--- Passage to read ---

Sift the flour on the counter and mix in the salt. Put it all together with your hands and make a dimple in the middle. Pour the lukewarm water and olive oil in a separate bowl. Add the yeast and stir until it is completely dissolved. Pour the yeast mixture into the dimple in the flour.
Mix the yeast mixture and the flour. Knead the dough well until it is smooth and elastic after about 10 minutes. The longer you knead, the better. Form a ball of the dough and let it rise for three hours in a covered, large bowl at room temperature. The volume must then almost have doubled.
Preheat the oven to 220°C. Place the ball of dough on a lightly floured surface. Gently roll the air out of the dough with your hands and then roll flat with a rolling pin into a large pizza with a thickness of about 5 millimetres. Brush oil onto a baking tray or coat one with baking paper. Place the dough on it and press it to the sides so that the whole surface of the baking tray is covered. Set aside.
For the pesto, put the basil leaves, garlic, parmesan and pine nuts in a food processor. Grind just a little and then gradually add olive oil until the preferred consistency is established. Season with salt and pepper.

--- Stored data ---

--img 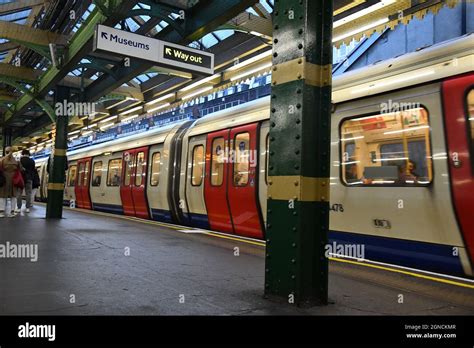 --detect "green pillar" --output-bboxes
[265,0,333,306]
[2,128,12,156]
[46,86,70,219]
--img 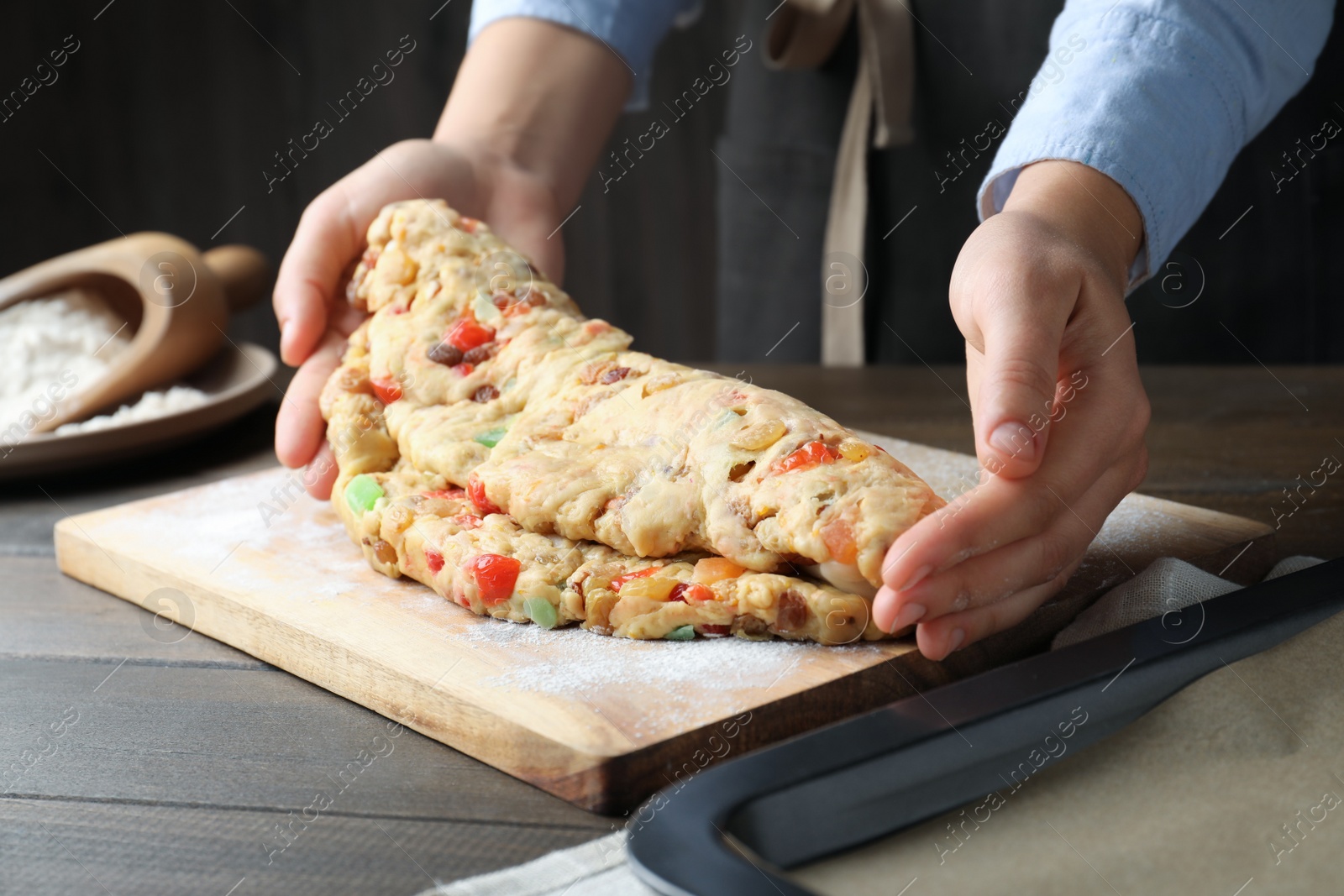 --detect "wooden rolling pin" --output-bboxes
[0,233,270,432]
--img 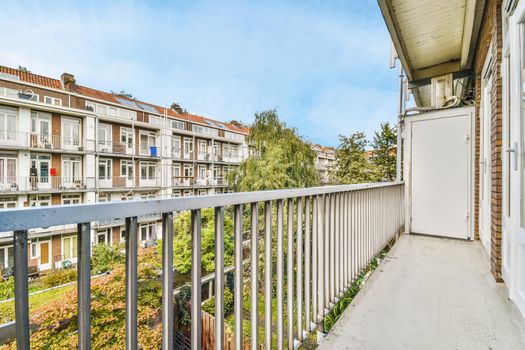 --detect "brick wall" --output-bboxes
[474,0,503,281]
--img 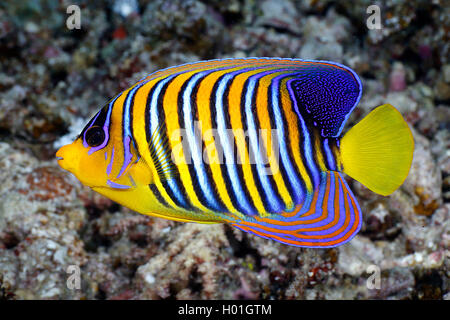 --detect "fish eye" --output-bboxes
[85,126,105,147]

---

**Requests:**
1. In the pizza recipe, how long should the dough be left to rise?
2. Rewrite the pizza recipe between "For the pesto, put" and "salt and pepper.", inclusive, with "pine nuts" changed to "walnuts".

**Outputs in order:**
1. Three hours

2.
For the pesto, put the basil leaves, garlic, parmesan and walnuts in a food processor. Grind just a little and then gradually add olive oil until the preferred consistency is established. Season with salt and pepper.